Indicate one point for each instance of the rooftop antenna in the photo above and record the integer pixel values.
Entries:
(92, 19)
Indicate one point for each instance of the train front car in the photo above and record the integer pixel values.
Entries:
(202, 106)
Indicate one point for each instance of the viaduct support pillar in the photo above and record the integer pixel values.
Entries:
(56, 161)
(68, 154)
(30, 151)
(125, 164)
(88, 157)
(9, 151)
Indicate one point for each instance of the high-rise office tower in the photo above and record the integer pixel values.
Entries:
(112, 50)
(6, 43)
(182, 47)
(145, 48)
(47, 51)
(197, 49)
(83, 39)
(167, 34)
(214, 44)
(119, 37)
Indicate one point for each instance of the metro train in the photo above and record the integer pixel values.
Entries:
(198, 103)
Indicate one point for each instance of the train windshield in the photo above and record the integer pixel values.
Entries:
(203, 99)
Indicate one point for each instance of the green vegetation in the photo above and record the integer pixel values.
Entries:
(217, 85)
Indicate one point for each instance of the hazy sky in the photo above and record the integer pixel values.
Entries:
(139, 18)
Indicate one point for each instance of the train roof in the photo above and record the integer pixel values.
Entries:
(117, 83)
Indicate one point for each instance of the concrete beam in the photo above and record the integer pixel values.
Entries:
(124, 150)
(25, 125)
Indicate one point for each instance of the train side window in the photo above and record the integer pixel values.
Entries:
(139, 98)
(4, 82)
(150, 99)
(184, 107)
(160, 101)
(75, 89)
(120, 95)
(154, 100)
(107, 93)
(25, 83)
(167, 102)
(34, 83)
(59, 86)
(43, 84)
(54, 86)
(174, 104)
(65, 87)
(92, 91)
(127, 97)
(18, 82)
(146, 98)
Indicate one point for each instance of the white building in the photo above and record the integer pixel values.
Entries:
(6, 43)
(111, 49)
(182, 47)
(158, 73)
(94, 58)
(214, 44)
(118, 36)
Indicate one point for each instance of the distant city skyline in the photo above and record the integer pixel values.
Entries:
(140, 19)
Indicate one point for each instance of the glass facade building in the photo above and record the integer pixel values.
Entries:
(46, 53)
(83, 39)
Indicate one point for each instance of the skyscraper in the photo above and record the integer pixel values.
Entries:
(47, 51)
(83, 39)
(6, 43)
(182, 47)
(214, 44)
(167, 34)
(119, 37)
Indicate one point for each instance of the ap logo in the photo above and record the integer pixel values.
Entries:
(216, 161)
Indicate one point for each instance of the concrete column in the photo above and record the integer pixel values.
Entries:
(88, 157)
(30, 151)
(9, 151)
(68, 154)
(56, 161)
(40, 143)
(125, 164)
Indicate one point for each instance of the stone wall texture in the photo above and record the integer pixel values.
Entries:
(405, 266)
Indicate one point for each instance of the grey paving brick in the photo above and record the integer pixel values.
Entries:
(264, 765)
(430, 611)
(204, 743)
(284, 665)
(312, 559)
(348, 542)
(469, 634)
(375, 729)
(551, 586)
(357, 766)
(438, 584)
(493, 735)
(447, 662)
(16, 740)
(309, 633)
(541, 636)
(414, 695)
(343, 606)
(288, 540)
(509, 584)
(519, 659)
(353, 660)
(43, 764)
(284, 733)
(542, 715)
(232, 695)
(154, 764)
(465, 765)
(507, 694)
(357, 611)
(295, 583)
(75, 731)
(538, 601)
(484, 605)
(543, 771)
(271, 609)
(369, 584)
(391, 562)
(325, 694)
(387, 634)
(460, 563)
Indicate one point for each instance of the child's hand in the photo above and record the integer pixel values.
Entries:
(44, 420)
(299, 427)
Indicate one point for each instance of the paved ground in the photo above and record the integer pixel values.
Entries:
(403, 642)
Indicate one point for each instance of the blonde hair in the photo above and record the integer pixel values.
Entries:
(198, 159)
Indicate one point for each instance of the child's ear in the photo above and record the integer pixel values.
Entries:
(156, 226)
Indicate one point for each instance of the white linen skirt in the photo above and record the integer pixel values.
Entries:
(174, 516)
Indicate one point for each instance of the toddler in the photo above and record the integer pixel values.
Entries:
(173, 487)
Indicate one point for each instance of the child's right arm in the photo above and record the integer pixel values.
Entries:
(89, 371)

» Problem details
Which lines of the data contain the string "white"? Copy each one.

» Output
Indicate one point for each instance of the white building in the photo above and record the integer pixel values.
Indicate one point for each instance of the white linen skirt in the photo above and record the integer pixel values.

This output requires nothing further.